• WHAT THE TASK ASKS: Return the records below verbatim, everything from the line that contains "written like (32,35)." down to the line that contains "Target: green foliage", with both of those lines included.

• WORKING DATA:

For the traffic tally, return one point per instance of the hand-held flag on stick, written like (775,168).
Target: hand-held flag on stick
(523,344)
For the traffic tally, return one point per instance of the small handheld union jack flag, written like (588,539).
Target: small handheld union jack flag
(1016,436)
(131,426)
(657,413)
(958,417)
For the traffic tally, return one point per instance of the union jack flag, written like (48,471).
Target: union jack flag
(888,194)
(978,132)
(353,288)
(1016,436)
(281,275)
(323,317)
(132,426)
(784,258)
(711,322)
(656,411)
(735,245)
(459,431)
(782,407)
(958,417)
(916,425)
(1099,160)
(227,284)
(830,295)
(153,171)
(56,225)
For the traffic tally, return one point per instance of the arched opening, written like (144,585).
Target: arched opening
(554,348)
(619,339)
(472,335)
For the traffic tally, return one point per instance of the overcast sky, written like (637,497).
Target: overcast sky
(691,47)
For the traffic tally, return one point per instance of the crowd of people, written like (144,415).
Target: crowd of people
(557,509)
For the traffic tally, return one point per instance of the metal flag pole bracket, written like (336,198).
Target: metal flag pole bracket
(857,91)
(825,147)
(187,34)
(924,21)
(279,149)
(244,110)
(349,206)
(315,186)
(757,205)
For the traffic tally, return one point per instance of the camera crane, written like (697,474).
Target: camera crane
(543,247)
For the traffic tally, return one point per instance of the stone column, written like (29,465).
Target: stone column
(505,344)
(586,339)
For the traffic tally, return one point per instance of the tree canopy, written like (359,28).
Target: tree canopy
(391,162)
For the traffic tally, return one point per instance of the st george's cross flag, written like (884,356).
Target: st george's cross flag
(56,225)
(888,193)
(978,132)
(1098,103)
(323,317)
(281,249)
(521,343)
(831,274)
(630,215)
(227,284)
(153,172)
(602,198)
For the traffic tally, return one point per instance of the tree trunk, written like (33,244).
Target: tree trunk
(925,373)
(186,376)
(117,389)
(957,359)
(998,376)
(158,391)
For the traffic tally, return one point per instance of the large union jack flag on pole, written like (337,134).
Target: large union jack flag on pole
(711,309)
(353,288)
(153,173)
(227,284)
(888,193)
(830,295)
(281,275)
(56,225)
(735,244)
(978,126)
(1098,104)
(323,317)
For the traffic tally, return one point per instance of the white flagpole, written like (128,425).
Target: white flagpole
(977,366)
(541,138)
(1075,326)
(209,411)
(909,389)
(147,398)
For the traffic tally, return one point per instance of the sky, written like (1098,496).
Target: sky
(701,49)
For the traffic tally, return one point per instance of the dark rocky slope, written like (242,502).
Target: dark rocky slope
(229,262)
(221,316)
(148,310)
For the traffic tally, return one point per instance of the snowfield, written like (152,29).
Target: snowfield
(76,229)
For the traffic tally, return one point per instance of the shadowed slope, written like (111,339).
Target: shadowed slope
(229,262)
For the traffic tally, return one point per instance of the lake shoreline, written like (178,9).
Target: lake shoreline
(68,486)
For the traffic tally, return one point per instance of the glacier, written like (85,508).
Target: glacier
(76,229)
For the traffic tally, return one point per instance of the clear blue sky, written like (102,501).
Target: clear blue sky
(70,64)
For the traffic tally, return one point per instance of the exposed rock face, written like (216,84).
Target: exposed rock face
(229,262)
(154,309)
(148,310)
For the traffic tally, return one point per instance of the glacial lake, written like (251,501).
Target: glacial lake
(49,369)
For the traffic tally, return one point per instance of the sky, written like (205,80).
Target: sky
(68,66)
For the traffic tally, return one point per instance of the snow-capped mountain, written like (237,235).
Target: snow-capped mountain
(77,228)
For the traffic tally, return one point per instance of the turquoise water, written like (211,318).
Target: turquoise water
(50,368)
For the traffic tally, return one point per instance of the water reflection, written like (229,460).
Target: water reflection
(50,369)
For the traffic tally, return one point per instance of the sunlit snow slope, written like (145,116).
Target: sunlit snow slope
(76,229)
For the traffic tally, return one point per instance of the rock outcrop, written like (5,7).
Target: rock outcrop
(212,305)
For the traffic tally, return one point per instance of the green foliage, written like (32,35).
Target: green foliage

* * *

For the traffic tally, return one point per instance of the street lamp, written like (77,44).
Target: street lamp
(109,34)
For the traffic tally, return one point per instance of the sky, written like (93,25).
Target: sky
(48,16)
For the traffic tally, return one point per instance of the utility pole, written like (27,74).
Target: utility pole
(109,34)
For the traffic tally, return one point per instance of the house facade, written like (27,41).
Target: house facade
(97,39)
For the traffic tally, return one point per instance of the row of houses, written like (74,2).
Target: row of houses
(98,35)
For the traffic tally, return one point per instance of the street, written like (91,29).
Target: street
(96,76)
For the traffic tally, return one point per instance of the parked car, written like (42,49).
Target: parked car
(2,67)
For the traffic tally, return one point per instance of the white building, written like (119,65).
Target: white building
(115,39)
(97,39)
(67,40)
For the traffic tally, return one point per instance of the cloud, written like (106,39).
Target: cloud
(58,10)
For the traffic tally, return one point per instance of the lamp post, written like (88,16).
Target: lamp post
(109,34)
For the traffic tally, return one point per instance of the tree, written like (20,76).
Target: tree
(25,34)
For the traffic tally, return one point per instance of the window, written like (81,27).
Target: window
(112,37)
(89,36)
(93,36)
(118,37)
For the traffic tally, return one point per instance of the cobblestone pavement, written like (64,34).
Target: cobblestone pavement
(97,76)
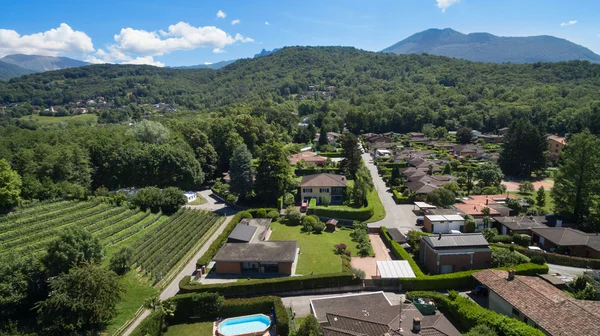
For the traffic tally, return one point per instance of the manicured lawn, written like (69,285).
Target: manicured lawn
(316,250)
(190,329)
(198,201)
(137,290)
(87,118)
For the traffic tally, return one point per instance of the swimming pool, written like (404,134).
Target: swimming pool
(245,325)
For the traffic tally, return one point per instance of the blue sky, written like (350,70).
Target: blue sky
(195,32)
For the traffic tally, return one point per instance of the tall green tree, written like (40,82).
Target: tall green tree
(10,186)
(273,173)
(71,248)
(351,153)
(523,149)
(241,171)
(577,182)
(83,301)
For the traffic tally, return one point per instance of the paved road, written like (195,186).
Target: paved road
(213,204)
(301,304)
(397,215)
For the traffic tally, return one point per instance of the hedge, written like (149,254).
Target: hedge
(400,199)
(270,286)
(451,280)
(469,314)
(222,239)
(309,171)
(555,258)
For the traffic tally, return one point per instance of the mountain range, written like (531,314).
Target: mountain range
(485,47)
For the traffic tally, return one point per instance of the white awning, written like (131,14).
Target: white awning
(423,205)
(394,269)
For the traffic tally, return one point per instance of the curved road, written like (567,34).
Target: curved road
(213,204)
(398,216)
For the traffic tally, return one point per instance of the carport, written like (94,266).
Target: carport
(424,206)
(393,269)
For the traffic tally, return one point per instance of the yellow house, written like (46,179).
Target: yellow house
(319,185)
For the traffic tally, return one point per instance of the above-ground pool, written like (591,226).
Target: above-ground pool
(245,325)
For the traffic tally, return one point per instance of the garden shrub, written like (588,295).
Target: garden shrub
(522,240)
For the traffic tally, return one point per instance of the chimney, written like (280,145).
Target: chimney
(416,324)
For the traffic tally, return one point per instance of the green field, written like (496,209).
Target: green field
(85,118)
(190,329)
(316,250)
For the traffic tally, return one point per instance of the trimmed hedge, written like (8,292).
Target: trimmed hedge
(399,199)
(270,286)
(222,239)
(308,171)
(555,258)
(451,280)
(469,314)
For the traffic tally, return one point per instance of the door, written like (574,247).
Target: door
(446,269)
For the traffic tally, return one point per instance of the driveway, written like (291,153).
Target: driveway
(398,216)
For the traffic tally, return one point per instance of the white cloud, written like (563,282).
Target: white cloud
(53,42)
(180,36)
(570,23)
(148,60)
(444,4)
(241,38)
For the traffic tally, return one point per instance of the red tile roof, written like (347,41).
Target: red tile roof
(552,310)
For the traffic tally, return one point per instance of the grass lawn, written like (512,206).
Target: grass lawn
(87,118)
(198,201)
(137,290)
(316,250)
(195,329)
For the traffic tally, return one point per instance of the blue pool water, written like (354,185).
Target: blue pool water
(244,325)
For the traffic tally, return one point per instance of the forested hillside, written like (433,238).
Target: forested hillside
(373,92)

==

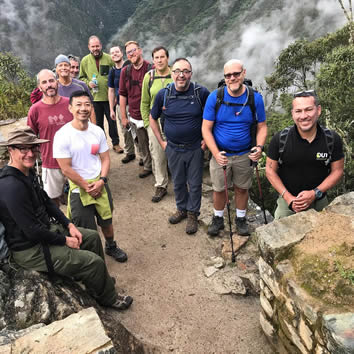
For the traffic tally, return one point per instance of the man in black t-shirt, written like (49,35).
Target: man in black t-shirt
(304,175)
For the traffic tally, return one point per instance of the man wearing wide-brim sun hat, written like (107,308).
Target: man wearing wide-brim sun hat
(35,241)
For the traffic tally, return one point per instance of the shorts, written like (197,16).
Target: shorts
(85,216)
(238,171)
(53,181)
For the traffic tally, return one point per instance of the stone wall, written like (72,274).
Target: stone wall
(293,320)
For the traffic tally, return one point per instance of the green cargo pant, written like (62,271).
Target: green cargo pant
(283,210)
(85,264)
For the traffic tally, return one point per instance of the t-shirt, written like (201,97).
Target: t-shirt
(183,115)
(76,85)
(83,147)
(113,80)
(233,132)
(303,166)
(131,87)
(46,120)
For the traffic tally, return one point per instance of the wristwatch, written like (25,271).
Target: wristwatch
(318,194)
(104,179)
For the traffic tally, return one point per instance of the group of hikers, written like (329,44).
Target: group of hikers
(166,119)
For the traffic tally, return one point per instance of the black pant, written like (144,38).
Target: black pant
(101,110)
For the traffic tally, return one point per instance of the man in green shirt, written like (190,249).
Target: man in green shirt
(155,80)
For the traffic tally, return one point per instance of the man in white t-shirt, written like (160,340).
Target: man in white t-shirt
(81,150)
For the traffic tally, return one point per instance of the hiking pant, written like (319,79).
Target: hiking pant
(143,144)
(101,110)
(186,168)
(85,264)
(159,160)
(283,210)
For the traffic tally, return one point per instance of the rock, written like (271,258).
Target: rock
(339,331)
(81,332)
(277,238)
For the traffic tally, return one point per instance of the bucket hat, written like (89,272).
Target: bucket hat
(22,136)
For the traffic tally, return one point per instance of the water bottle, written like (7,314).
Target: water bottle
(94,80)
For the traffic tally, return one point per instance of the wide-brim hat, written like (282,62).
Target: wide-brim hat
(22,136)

• THE RESPONSE:
For the traffic tally, return one point per instance of the green foliage, written like (32,35).
Target: green foliage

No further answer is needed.